[begin Page text]

Sour Bob has developed a mathematical expression of the chances of success when asking a woman for her phone number at a bar. It boils down to the same principle as sales--you've got to make a certain number of attempts in order to make a sale.

For myself, I always thought asking for a phone number in and of itself was an admission of defeat, and women don't like losers. No wonder the expression implies that 12 attempts are required for one success.

Of course, during my bar days, I only dated other regulars--that might affect the equation. In case you're wondering, yes, the Sainted Wife was one of them.

Yes, she was the last one! I don't care for what you're implying, mister.

In any case, the way to deal with women in bars is to realize that cutting a member out of the herd is one of the toughest things there is to do. It's much easier to attain success if one exploits the internal politics of the herd, or the Suck, as we used to call groups of sorority girls.

You know, Murder of Crows, Pod of Whales, Suck of Sorority Sisters.

Keep it simple. Women travel in groups. So should you. First off, a lone guy at the bar is spooky. He could be anybody--serial killer, conspiracy theorist, momma's boy. A guy who is part of a group, on the other hand--he's got friends, thus relieving himself of the vast majority of the baggage that accompanies a single guy.

It's best to be the leader of the group, but that should be self-evident. Leaders always get more.

At some point before the evening is over, invite her group out in the name of your group. The way female relationships work, if any portion of her group is attracted to any portion of your group, then the group will accept on behalf of the portion.

Groups of women are subject to many ever changing and complex dynamics, but for bar purposes there is one important one; The needs of the many are outweighed by the needs of the few, or the one. No, Spock didn't say that, he said the opposite.* One girl with a crush can cause the group, or at least other members of it, to do things they would not normally do in order to further the possibility of her obtaining a relationship with the man in question. As to where to go----Durham Bulls baseball games and parties were always winners for us. You kids with your raves nowadays, you've got lots of places to go, right?

[end Page text]
[begin Material provided]

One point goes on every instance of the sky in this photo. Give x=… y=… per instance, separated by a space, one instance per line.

[end Material provided]
[begin Material provided]

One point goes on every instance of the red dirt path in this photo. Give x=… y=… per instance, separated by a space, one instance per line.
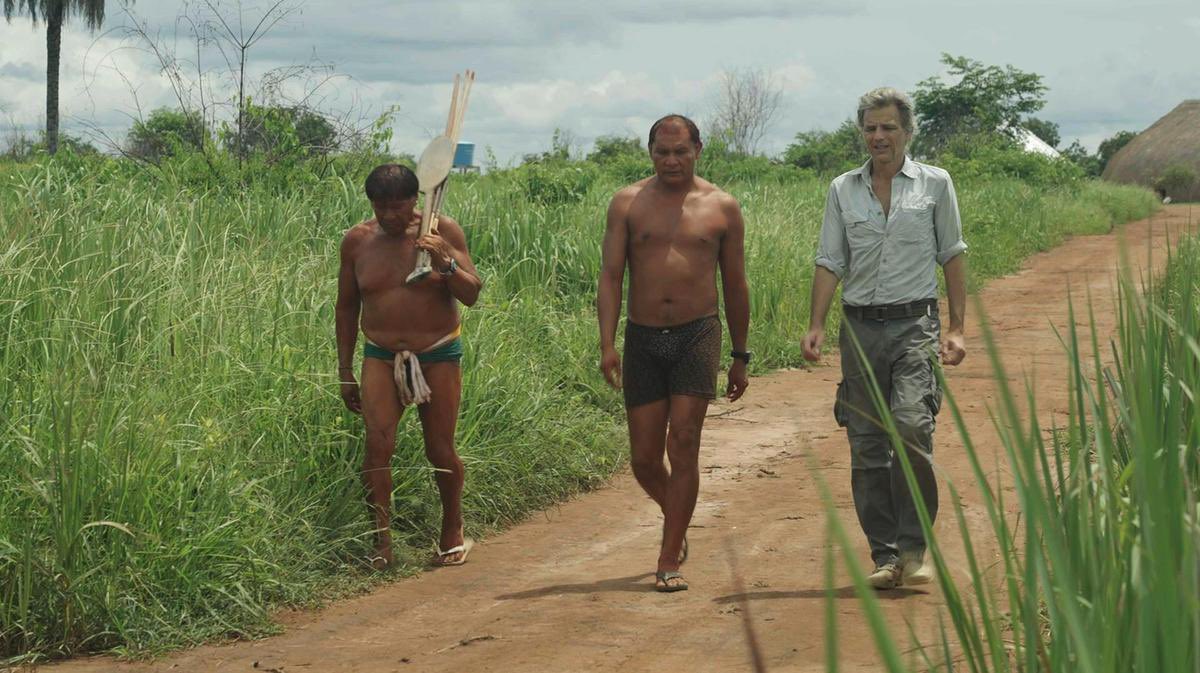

[end Material provided]
[begin Material provided]

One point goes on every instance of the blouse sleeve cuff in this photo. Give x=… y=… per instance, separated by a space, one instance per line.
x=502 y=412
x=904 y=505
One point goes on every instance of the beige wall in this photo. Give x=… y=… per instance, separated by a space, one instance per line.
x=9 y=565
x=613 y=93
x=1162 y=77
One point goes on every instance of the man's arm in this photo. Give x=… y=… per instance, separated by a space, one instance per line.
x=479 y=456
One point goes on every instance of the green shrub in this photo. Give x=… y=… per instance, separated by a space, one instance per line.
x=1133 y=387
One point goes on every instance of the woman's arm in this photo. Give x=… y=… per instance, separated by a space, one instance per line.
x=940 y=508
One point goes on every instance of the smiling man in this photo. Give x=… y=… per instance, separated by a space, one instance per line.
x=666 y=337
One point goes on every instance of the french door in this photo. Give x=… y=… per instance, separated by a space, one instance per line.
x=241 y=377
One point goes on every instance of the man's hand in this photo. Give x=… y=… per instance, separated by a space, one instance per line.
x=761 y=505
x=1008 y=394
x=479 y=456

[end Material provided]

> [The problem] What collective names does the post about meeting women in bars list, from "Murder of Crows" on?

> [Solution below] Murder of Crows, Pod of Whales, Suck of Sorority Sisters